• [Short exercise]: Rewrite the lines below that fall between the line containing "Task: locate the white dishwasher" and the line containing "x=262 y=251", inclusive, keeping the requests. Increase every coordinate in the answers by 132.
* Begin Information supplied *
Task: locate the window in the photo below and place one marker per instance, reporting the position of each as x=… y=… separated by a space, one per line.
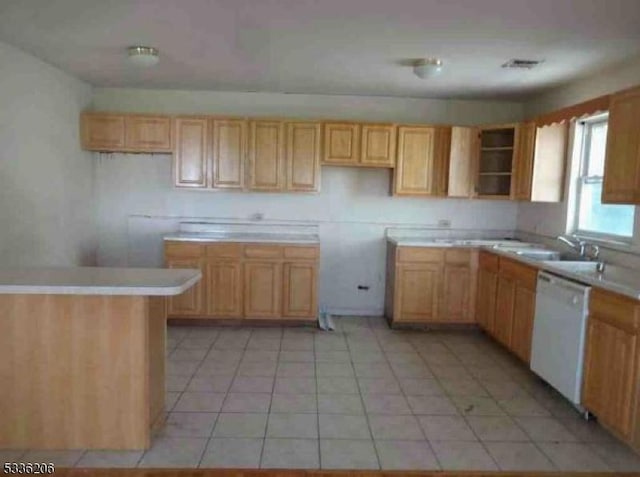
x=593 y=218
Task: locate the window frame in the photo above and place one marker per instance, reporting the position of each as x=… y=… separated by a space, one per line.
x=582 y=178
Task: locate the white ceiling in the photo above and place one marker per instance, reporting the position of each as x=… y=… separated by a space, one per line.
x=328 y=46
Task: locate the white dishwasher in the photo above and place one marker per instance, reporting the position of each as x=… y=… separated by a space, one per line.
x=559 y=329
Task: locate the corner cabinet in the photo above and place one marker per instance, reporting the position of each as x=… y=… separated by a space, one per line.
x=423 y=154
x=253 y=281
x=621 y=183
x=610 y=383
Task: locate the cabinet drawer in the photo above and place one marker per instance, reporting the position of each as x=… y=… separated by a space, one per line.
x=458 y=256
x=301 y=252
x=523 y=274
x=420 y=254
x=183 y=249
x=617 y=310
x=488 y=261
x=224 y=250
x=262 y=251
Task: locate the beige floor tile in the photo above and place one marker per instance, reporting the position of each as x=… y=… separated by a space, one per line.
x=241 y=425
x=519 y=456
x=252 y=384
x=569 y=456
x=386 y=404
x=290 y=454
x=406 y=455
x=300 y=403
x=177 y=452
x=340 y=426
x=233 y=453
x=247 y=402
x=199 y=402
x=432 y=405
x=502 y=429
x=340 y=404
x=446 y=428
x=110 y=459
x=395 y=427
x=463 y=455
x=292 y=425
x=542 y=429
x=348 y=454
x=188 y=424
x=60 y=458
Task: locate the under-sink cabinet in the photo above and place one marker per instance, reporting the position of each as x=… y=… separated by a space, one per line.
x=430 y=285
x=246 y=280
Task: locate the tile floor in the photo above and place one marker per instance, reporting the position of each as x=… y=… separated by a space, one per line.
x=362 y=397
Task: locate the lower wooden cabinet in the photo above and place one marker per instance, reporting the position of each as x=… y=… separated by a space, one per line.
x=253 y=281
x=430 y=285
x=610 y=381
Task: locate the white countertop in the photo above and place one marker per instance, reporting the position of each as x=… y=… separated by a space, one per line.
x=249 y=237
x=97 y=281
* End Information supplied *
• [Response for this exercise]:
Task: locate the white dishwasher in the photo above and place one marker per instance, reporting the position of each as x=… y=… separated by a space, one per line.
x=691 y=461
Task: locate the corner cabinet in the photo above and place one marker per instance, reporting the position of each as x=… y=… separated by a space, one per line.
x=555 y=286
x=385 y=413
x=753 y=315
x=742 y=515
Task: locate the cabinet drawer in the photo above and place one marker per instance, reporting the position of each as x=… y=… separated by a space, one per line.
x=590 y=388
x=433 y=384
x=655 y=406
x=552 y=386
x=315 y=381
x=749 y=442
x=620 y=393
x=356 y=382
x=394 y=383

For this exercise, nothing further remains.